Inspiration: flexible
Potential: High.
Notes: This could be a really weird/charming or SF horror set-up. The aliens do meet their trade obligations, but in very weird ways that can go all kinds of unexpected directions. But it will at least serve as agricultural equipment. I dunno. Seems like a fun set-up.
When arriving in a new town, I always go to the churches and listen for the differences in their #dogma first thing. They've got a stake in keeping their congregations alive, you see, unlike town shareholders. A parable about Grnphs saved my life in Ringtown, recently.

Inspiration: dogma
Potential: low
Notes: Eh, not very interesting to me. I do think that churches would be a good way to get the lay of the town, but I'm not all that interested in this character or Weird West situation... Or it could be SF and planetary colonies, I guess.

**Challenge**
In the story-idea notes, what is the first place the speaker visits on arriving in a new town? Rely only on the story-idea notes for your answer.

**Data lines**
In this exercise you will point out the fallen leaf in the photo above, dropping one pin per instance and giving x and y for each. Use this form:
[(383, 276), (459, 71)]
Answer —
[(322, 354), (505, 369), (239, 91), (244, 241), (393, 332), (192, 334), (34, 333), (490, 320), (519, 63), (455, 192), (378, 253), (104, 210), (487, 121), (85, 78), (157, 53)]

**Output of the exercise**
The churches.